Segment Start: SUPPLIED TEXT

Toxicity caused by hydroxycinnamoyl-coenzyme A thioester accumulation in mutants of Acinetobacter sp. strain ADP1.

Hydroxycinnamates, aromatic compounds that play diverse roles in plants, are dissimilated by enzymes encoded by the hca genes in the nutritionally versatile, naturally transformable bacterium Acinetobacter sp. strain ADP1. A key step in the hca-encoded pathway is activation of the natural substrates caffeate, p-coumarate, and ferulate by an acyl:coenzyme A (acyl:CoA) ligase encoded by hcaC. As described in this paper, Acinetobacter cells with a knockout of the next enzyme in the pathway, hydroxycinnamoyl-CoA hydratase/lyase (HcaA), are extremely sensitive to the presence of the three natural hydroxycinnamate substrates; Escherichia coli cells carrying a subclone with the hcaC gene are hydroxycinnamate sensitive as well. When the hcaA mutation was combined with a mutation in the repressor HcaR, exposure of the doubly mutated Acinetobacter cells to caffeate, p-coumarate, or ferulate at 10(-6) M totally inhibited the growth of cells. The toxicity of p-coumarate and ferulate to a DeltahcaA strain was found to be a bacteriostatic effect. Although not toxic to wild-type cells initially, the diphenolic caffeate was itself converted to a toxin over time in the absence of cells; the converted toxin was bactericidal. In an Acinetobacter strain blocked in hcaA, a secondary mutation in the ligase (HcaC) suppresses the toxic effect. Analysis of suppression due to the mutation of hcaC led to the development of a positive-selection strategy that targets mutations blocking HcaC. An hcaC mutation from one isolate was characterized and was found to result in the substitution of an amino acid that is conserved in a functionally characterized homolog of HcaC.[1]

Segment End: SUPPLIED TEXT
Segment Start: RECORD SET

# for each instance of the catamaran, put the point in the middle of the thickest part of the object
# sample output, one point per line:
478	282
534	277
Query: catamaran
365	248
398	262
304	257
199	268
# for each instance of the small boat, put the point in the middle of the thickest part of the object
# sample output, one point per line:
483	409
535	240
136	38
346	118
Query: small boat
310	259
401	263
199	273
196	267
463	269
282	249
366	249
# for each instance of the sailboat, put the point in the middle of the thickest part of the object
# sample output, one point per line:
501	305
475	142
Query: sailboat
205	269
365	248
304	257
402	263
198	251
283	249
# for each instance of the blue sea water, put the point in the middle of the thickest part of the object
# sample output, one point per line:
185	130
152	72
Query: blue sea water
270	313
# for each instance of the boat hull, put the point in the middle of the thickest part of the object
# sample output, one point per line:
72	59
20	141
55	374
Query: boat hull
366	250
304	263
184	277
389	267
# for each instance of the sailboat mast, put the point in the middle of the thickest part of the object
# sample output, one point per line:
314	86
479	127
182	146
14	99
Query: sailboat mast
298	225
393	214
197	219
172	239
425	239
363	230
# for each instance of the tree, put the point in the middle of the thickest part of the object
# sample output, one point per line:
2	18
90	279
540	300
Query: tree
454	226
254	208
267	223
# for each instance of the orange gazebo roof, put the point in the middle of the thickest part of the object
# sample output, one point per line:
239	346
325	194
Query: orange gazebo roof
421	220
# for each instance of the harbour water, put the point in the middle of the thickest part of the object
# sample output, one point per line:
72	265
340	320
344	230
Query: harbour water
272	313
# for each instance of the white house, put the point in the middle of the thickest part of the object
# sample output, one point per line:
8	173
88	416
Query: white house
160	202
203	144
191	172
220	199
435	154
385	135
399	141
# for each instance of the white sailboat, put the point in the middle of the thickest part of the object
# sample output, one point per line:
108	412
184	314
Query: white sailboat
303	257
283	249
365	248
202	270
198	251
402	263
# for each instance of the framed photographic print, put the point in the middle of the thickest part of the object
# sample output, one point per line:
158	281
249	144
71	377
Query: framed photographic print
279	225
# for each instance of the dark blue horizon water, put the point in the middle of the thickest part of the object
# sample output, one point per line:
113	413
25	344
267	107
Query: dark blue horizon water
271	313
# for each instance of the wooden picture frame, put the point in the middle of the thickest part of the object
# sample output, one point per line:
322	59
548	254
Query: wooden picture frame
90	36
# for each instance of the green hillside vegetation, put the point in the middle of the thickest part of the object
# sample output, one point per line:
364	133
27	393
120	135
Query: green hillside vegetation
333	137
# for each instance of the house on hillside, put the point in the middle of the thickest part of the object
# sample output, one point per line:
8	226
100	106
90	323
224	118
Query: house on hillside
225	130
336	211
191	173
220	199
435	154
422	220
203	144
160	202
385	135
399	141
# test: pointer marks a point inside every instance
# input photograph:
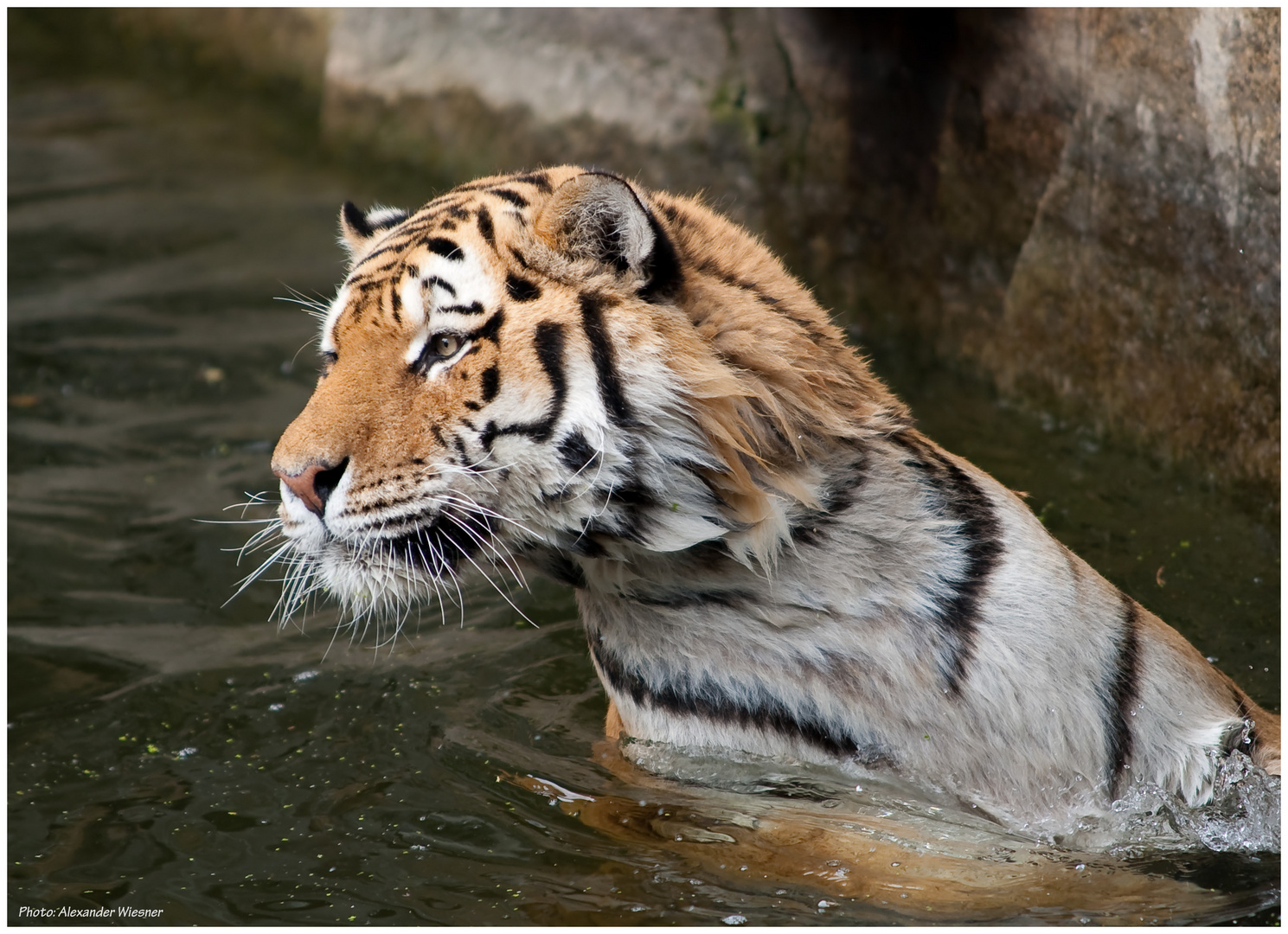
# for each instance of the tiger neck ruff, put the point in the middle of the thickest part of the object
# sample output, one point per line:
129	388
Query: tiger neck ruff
561	370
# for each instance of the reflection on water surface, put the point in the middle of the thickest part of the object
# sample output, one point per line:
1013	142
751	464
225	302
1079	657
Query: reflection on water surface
170	752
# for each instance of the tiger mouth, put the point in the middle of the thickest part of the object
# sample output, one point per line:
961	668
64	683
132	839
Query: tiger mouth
439	547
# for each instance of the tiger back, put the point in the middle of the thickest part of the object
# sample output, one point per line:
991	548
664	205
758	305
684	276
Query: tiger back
563	371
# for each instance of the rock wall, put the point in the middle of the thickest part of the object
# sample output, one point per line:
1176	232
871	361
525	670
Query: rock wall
1083	204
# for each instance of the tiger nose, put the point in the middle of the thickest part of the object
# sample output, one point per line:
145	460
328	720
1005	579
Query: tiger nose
315	483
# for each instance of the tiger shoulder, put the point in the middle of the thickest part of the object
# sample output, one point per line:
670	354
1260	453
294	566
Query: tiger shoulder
564	370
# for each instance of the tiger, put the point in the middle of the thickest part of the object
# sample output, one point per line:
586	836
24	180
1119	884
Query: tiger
563	371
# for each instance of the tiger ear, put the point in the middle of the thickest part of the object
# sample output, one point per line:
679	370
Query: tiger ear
599	217
357	228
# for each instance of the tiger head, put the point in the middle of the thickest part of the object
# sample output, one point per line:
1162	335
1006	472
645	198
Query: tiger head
564	368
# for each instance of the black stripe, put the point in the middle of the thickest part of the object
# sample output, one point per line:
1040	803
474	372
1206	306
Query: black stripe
811	528
445	247
521	289
665	276
1119	692
491	381
508	195
489	330
548	341
471	308
708	700
811	328
486	227
964	502
537	179
442	284
606	363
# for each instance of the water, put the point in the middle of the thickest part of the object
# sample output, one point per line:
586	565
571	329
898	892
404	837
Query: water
170	752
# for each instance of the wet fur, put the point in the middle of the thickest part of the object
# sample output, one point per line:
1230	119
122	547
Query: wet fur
768	554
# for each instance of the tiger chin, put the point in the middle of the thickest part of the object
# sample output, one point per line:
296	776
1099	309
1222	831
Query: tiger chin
561	370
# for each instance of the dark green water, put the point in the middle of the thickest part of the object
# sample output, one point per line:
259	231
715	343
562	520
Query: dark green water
170	752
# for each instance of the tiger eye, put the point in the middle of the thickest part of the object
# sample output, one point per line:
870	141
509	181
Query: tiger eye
445	344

Segment End: RECORD SET

WHAT THE TASK REQUIRES: According to the abstract, what kind of effect did p-coumarate and ferulate have on the hcaA deletion strain?

RESULT OF THE EXERCISE: A bacteriostatic effect.